======== SUPPLIED MATERIAL

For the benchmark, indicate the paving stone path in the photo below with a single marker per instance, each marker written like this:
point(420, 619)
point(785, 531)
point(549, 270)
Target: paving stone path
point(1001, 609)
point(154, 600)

================

TASK BRIEF: Reproduce every line of the records above without any change.

RESPONSE:
For the benchmark, indicate the paving stone path in the photo below with a single marker per instance, each marker written like this:
point(420, 619)
point(785, 531)
point(549, 270)
Target: paving stone path
point(1001, 609)
point(154, 600)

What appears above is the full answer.